> **Work instruction**: Below are some records. Copy every line in them that holds "belongs".
** Opening Records for the exercise block **
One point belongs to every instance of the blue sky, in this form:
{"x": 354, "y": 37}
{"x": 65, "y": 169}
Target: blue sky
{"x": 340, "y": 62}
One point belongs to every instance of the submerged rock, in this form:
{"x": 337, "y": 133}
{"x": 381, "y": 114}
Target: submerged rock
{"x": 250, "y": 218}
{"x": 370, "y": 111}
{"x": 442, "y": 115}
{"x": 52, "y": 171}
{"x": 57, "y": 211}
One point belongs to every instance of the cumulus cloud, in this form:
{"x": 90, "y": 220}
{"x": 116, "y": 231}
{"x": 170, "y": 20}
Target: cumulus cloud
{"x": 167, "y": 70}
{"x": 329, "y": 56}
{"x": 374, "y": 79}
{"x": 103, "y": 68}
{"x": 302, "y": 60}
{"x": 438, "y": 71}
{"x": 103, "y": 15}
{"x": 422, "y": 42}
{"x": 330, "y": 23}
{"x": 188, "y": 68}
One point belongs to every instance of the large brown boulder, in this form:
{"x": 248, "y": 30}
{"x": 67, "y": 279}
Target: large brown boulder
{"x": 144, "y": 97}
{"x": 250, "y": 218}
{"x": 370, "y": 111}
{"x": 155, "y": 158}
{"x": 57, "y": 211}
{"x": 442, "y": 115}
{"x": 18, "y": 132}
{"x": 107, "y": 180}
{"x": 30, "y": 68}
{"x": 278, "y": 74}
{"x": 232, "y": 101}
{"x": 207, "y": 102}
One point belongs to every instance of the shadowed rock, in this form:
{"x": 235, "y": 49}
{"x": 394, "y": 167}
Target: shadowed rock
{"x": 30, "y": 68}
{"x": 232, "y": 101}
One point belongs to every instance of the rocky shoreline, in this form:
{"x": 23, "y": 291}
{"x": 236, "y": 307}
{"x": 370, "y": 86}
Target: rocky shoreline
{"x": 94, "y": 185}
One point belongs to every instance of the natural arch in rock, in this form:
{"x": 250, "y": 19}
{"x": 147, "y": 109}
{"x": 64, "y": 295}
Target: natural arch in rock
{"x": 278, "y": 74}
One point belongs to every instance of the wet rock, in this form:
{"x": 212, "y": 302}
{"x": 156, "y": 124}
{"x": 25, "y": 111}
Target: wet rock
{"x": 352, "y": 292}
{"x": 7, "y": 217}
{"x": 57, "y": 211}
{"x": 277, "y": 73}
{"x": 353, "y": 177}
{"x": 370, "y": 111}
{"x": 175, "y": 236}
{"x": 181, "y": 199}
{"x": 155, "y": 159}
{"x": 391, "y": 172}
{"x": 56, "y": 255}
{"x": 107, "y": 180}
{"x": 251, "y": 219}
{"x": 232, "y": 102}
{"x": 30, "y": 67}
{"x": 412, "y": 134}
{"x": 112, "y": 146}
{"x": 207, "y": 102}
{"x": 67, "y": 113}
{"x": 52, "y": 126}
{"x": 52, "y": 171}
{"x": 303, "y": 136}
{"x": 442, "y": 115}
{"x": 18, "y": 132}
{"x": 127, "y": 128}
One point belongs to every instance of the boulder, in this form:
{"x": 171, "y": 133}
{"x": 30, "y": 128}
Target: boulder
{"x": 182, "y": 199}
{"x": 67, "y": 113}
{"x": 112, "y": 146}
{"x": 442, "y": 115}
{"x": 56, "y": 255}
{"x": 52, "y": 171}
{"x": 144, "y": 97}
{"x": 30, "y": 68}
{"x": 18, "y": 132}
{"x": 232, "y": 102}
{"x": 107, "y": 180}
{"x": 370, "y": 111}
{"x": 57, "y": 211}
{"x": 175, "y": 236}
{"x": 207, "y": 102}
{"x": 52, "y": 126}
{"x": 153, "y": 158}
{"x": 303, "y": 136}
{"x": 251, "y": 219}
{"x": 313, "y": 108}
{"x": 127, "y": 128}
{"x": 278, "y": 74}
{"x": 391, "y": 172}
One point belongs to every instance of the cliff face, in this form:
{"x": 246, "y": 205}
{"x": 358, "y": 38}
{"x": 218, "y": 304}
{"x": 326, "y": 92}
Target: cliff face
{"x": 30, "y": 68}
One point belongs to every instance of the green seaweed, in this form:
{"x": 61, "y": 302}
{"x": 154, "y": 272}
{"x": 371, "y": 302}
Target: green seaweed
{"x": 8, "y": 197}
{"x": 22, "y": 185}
** Closing Records for the exercise block **
> **Task answer**:
One point belongs to every instance of the blue sky, in this form:
One point belongs to every instance of the submerged rock, in this form:
One point belongs to every instance of the cumulus cloud, in this form:
One point belongs to every instance of the large brown boulder, in this form:
One point belongs to every instance of the shadowed rock, in this form:
One point belongs to every instance of the rocky shoreline, in this form:
One point belongs to every instance of the natural arch in rock, in this form:
One point belongs to every instance of the wet rock, in this form:
One point belongs to every instance of the boulder, in this form:
One point belongs to every instance of the cliff face, in this form:
One point belongs to every instance of the green seaweed, in this form:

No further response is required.